### The records
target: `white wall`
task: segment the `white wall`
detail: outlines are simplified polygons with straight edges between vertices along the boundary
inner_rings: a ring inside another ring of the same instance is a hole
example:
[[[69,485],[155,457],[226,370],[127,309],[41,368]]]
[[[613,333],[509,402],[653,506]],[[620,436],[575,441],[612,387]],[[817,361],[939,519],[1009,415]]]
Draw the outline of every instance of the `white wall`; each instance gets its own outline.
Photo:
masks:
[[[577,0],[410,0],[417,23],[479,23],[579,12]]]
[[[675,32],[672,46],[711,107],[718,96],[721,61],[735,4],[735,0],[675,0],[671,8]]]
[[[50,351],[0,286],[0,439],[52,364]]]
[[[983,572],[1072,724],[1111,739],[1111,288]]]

### Challenge
Write out all of the rows above again, keeping every character the same.

### Written answer
target: `white wall`
task: segment the `white wall`
detail: outlines are simplified polygons with straight edges between vertices along the boundary
inner_rings: a ring inside another ring of the same instance is a hole
example:
[[[69,485],[155,457],[226,370],[127,309],[41,368]]]
[[[613,333],[509,402],[653,506]],[[620,436],[575,441],[612,387]],[[817,361],[939,519],[1009,415]]]
Draw the outline of every instance of the `white wall`; each instance gets its own outline.
Photo:
masks:
[[[577,0],[410,0],[417,23],[479,23],[579,12]]]
[[[675,32],[672,46],[711,107],[718,96],[721,61],[735,4],[735,0],[675,0],[671,8]]]
[[[50,351],[0,286],[0,439],[52,364]]]
[[[983,572],[1072,724],[1111,739],[1111,288]]]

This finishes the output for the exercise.